● Record excerpts
□ □ □
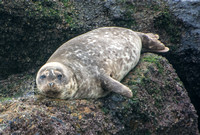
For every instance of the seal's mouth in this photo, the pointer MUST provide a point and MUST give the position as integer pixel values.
(52, 94)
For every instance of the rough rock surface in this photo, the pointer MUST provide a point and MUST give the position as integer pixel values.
(186, 58)
(160, 105)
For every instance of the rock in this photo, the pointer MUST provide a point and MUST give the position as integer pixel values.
(160, 105)
(186, 58)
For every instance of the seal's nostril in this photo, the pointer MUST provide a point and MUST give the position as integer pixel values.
(51, 84)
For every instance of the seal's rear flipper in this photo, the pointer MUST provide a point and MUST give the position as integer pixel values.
(108, 83)
(151, 43)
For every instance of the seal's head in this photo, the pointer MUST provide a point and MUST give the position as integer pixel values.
(56, 80)
(151, 43)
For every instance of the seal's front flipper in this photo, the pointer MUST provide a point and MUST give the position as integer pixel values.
(108, 83)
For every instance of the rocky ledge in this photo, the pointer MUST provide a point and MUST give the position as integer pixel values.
(160, 105)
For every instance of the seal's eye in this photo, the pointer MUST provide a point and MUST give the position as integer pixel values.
(42, 76)
(59, 76)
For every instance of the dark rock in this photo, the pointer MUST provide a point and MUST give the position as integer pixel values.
(160, 105)
(186, 58)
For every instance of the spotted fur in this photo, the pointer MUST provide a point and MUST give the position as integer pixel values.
(95, 62)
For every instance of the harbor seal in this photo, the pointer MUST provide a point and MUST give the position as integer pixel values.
(93, 64)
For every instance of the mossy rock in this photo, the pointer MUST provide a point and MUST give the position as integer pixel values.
(31, 31)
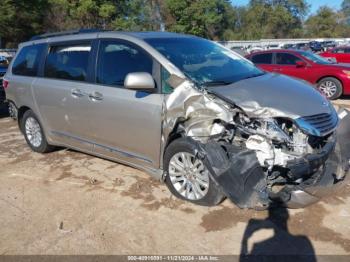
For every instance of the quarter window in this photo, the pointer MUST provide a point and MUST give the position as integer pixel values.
(117, 59)
(166, 87)
(27, 61)
(68, 62)
(286, 59)
(262, 59)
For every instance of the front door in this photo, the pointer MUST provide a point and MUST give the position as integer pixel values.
□ □ □
● Exercise
The material above must be printed exactly, with its pictures left out.

● Exercise solution
For every instance of the seal's mouth in this photo, the pointer MUST provide a point and MUST give the position as integer pixel values.
(52, 94)
For every instance of the rough rock surface in this photo, the pointer MUST provide a point and MUST give the position as integer pixel values.
(186, 58)
(160, 105)
For every instance of the rock in this photo, the pointer MUST provide a point and MUST give the position as integer pixel values.
(160, 105)
(186, 58)
For every instance of the seal's nostril in this photo, the pointer MUST provide a point and MUST give the position as integer pixel values.
(51, 84)
For every instance of the seal's rear flipper in this photo, the pointer MUST provide a point and MUST give the position as integer pixel values.
(108, 83)
(151, 43)
For every instance of the seal's head in this photo, the pointer MUST provide a point and MUST give the position as integer pixel values.
(56, 80)
(151, 43)
For every instance of the seal's front flipper in this photo, the pointer MUST provide a point and MUST give the position as integer pixel values.
(108, 83)
For every instance of the rocky ledge in this photo, the pointer MUST provide a point and MUST give the position as integer pixel values.
(160, 105)
For every instance of the seal's eye in this photo, the pointer MUST provide a point and MUST give the position as integer pixel values.
(42, 76)
(59, 76)
For every instance of the dark rock in this photo, the pointer MUST provide a point and MUST give the position as integer pixel values.
(160, 105)
(186, 58)
For every instance of the spotted fur in this photo, the pointer MUST provide a point and MUST give the position as integer pixel values.
(95, 62)
For every instance of the harbor seal in this photo, the pointer MUST provide a point and MUST give the position as integer pixel values.
(93, 64)
For every instance of the mossy rock in this photo, the pointer MUST provide a point and MUST give the position as integer pixel values.
(31, 31)
For every instance of the quarter window in this photo, the pointer MUST provide a point and MUST give the position as integer pixel values.
(117, 59)
(166, 87)
(27, 61)
(68, 62)
(286, 59)
(262, 59)
For every instance of the front door in this photo, the pointer MUST provide a point and MUST give the position as integer pixel values.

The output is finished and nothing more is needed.